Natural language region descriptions
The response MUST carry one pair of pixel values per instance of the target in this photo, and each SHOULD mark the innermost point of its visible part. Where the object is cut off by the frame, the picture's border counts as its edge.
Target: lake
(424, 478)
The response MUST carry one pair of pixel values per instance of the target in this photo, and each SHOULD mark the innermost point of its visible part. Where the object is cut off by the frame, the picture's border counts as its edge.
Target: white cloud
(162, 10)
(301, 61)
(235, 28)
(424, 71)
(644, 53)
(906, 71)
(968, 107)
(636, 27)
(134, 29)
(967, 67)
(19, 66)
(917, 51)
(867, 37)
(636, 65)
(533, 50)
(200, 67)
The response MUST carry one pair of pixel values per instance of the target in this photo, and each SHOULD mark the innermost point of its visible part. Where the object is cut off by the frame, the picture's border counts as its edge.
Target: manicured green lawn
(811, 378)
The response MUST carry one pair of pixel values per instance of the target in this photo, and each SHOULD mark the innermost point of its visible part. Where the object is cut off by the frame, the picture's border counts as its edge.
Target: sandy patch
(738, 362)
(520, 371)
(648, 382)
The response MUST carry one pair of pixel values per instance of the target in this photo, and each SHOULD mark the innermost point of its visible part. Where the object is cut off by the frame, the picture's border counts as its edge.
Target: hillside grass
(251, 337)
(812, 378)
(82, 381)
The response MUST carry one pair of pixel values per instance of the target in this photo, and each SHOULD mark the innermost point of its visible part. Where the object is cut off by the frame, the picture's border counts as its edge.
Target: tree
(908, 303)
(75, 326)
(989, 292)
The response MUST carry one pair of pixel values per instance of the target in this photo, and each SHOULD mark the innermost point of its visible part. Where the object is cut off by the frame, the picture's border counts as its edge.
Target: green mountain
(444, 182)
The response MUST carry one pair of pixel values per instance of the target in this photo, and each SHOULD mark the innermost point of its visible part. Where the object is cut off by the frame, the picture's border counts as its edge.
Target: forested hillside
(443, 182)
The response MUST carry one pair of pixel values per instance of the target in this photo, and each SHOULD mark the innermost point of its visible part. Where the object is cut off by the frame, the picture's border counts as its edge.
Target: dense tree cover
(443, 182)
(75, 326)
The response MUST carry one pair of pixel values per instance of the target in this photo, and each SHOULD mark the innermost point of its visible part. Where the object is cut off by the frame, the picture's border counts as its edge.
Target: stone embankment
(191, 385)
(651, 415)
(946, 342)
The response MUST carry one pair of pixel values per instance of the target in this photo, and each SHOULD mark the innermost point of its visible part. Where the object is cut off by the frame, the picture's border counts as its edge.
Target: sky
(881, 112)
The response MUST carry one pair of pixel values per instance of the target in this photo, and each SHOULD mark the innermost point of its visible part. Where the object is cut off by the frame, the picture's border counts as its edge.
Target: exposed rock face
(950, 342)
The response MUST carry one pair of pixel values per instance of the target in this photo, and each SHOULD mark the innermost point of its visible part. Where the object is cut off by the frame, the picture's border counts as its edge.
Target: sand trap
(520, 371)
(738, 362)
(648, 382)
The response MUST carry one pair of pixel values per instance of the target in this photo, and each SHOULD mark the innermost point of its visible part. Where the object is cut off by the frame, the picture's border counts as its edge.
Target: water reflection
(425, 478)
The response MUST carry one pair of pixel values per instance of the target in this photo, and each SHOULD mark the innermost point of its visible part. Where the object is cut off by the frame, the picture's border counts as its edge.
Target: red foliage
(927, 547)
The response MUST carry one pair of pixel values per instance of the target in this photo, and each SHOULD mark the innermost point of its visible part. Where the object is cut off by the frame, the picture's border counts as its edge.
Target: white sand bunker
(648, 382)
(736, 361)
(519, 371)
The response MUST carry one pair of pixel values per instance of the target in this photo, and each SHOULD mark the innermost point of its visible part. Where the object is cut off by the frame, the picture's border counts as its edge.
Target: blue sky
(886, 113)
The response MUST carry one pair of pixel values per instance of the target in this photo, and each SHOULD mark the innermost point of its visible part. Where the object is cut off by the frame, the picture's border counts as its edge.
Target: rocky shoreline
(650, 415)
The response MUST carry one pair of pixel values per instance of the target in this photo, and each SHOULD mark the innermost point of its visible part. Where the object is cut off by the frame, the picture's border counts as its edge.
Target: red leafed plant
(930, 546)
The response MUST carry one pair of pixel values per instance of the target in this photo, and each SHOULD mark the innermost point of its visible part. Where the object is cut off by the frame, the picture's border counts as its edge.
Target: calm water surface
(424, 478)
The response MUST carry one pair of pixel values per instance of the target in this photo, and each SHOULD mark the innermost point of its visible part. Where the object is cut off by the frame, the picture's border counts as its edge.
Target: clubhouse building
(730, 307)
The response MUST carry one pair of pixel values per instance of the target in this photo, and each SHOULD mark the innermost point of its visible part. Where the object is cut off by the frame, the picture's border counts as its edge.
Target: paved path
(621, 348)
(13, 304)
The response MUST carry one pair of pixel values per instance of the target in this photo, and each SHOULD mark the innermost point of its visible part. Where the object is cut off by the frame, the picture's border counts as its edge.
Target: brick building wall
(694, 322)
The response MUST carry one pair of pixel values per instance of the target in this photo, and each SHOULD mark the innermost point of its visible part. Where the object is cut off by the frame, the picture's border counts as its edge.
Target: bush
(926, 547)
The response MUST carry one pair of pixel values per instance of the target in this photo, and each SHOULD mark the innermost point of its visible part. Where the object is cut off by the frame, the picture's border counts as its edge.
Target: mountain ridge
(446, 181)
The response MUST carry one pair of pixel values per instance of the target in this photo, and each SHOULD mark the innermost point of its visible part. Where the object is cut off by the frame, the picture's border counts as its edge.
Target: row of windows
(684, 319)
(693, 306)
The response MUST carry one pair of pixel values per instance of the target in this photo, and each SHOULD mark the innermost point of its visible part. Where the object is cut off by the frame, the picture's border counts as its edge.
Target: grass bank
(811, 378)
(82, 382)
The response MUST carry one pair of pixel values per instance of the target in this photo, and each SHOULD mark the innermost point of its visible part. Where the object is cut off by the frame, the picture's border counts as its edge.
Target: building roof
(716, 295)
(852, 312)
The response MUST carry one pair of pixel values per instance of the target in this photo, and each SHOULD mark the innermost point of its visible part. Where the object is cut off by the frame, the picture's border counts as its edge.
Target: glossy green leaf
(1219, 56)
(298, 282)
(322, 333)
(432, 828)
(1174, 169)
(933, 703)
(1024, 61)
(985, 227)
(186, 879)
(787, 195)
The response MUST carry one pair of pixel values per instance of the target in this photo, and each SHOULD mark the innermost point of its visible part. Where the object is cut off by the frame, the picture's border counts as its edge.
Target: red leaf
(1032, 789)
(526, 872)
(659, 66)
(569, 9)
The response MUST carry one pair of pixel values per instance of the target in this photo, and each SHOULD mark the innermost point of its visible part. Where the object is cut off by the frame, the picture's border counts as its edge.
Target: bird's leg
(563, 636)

▸ **ASSIGNED TASK**
Reproduce every line above without error.

▸ **YOUR SOLUTION**
The response MUST carry one pair of pixel values per instance of the target in this photo, and each SHOULD mark the innermost point of its visible part. Where the object is cut off by the frame, the picture's border counts as its edge.
Target: lake
(424, 478)
The response MUST carry one pair of pixel values per instance of the target in this photo, and each SHOULD mark the innermost point of its visible part. Where the object is cut off by the frame, the picture's border counts as its edge.
Target: white cloud
(162, 10)
(301, 61)
(235, 28)
(424, 71)
(644, 53)
(906, 71)
(968, 107)
(636, 27)
(134, 29)
(967, 67)
(19, 66)
(917, 51)
(867, 37)
(636, 65)
(533, 50)
(200, 67)
The response MUST carry one pair of pixel values per instance of the target in this photo, and each SHOULD mark the innermost point of its visible part. Where the object is cut off by the frame, the picture's border counts as its edge.
Target: manicured green lawn
(811, 378)
The response MUST carry one pair of pixel values per instance of the target in this photo, and each SHOULD mark the innermost point of its visible part. Where the object is cut off by the frame, the picture's border counts as its edge.
Target: sandy patch
(738, 362)
(520, 371)
(648, 382)
The response MUST carry one pair of pixel values per instance of the target in this photo, and each SHOULD mark the innermost point of its visible part. Where the object is cut off by the frame, the picture's border counts as its edge.
Target: hillside grass
(251, 337)
(812, 378)
(82, 381)
The response MUST carry one pair of pixel values per instance of the target in this photo, and each SHOULD mark the innermost point of its visible part. Where the object is cut off by the frame, the picture's border counts as its edge.
Target: tree
(908, 303)
(75, 326)
(989, 292)
The response MUST carry one pair of pixel values per instance of the target in this photo, and each SHOULD mark the innermost point of its visible part. Where the object is cut off by the frame, the picture's border counts as its edge.
Target: green mountain
(444, 182)
The response MUST carry one pair of pixel values per instance of the target in this photo, and each SHOULD mark the innermost point of its visible part. Where the object is cut off by the frame, the picture's border counts as its edge.
Target: forested hillside
(443, 182)
The response MUST carry one pair of pixel values per instance of the target in this photo, and each SHOULD mark the innermost point of its visible part. Where the object is cut off by the frame, the picture's border counts as its edge.
Target: dense tree cover
(443, 182)
(75, 326)
The response MUST carry one pair of pixel values per instance of the target in this photo, and each SHOULD mark the innermost point of its visible part. Where the object is cut off by the frame, the picture's border counts as its edge.
Target: stone embankment
(191, 385)
(651, 415)
(946, 342)
The response MUST carry one pair of pixel values per instance of the target in this photo, and each SHOULD mark the innermost point of its visible part. Where the object is cut off by the frame, the picture's border counts as its edge.
Target: sky
(881, 112)
The response MUST carry one pair of pixel values per instance of the target in this photo, and each SHOULD mark the innermost point of its visible part. Where the object is cut off by the frame, the picture's border counts as its edge.
Target: exposed rock face
(950, 342)
The response MUST carry one pair of pixel values per instance of the target in this photo, and each SHOULD mark the innermost point of its visible part. Where the object is cut off by the frame, the picture's border counts as its edge.
Target: sand trap
(520, 371)
(738, 362)
(648, 382)
The response MUST carry one pair of pixel values per instance of the target in this photo, and each SHOULD mark the innermost point of its visible part. Where the object is cut off by the frame, the picture's border counts as its edge.
Target: water reflection
(425, 478)
The response MUST carry one pair of pixel values per instance of the target in this photo, and each SHOULD mark the innermost point of its visible part. Where the object is cut off by the frame, the picture's border counts as its edge.
Target: red foliage
(927, 547)
The response MUST carry one pair of pixel values per instance of the target in this photo, and each SHOULD mark the innermost point of its visible part. Where the object is cut off by the frame, the picture's border counts as its edge.
Target: white sand bunker
(648, 382)
(736, 361)
(519, 371)
The response MUST carry one pair of pixel values per instance of the target in this photo, and each SHOULD mark the innermost point of its visible part. Where the object is cut off by the frame, the picture's border counts as its edge.
Target: blue sky
(886, 113)
The response MUST carry one pair of pixel values per instance of the target in this photo, and each SHOULD mark the innermost point of its visible part. Where the object is cut off by the frame, the picture's border counts as its edge.
Target: rocky shoreline
(650, 415)
The response MUST carry one pair of pixel values per instance of the target in this photo, and each SHOULD mark the innermost point of its visible part. Where the object is cut off by the frame, the picture's border counts as its edge.
Target: red leafed plant
(930, 546)
The response MUST carry one pair of pixel values per instance of the target in this photo, and each SHOULD mark the innermost point of its visible part. Where the object is cut off by the frame, the picture's border counts as its edge.
Target: calm water surface
(424, 478)
The response MUST carry one pair of pixel values per instance of the target in this photo, and each SHOULD mark the innermost point of its visible part. Where the object is cut off by the frame, the picture's border counts as its edge.
Target: clubhouse building
(730, 307)
The response MUST carry one pair of pixel values per instance of the target in this photo, and each SHOULD mark the innermost point of its visible part. Where the object is cut off by the frame, the picture's border counts as its edge.
Target: paved path
(621, 348)
(13, 304)
The response MUST carry one pair of pixel values per instance of the target in this photo, and each SHOULD mark the innermost point of its visible part. Where the object is cut off by the frame, the picture's border counts as its edge.
Target: brick building wall
(694, 322)
The response MUST carry one pair of pixel values per instance of the target in this photo, and each SHOULD mark the innermost point of its visible part. Where the object is cut off by the frame, the picture's border counts as its edge.
Target: bush
(926, 547)
The response MUST carry one pair of pixel values per instance of the target in this photo, and each SHOULD mark the innermost point of its visible part. Where the object is cut off by the frame, the picture's border counts as its edge.
Target: mountain ridge
(446, 181)
The response MUST carry one pair of pixel values per instance of the target in this photo, and each SHOULD mark the innermost point of its visible part. Where the object is cut off by the frame, the picture's border counts as its edge.
Target: row of windows
(684, 319)
(693, 306)
The response MUST carry one pair of pixel values per instance of the target in this photo, and each SHOULD mark the innermost point of its visible part. Where the object is cut off by the frame, the picture's border counts as its edge.
Target: grass bank
(811, 378)
(82, 382)
The response MUST carry one pair of pixel values per instance of the target in this photo, and each SHOULD mark the innermost point of its visible part. Where the object is cut off by the frame, the picture's border counts as its edge.
Target: building roof
(716, 295)
(852, 312)
The response MUST carry one pair of pixel values per instance of the target in this photo, and each SHOULD mark the innermost point of its visible part. Where the object is cut off by the frame, the picture's border counts as its edge.
Target: glossy green leaf
(1219, 56)
(298, 282)
(322, 333)
(432, 828)
(1174, 169)
(933, 703)
(1024, 61)
(985, 227)
(186, 879)
(787, 195)
The response MUST carry one pair of pixel values per instance of the target in this photo, and each SHOULD mark the innermost point of its visible part. Where the object is cut off by the frame, the picture's border counts as its edge.
Target: red leaf
(1032, 789)
(526, 872)
(659, 66)
(569, 9)
The response MUST carry one pair of pixel values per instance of the target in this photo, and each SHOULD mark the innermost point of its visible part. Where the object is cut off by the frame, the picture's border counts as its edge.
Target: bird's leg
(563, 636)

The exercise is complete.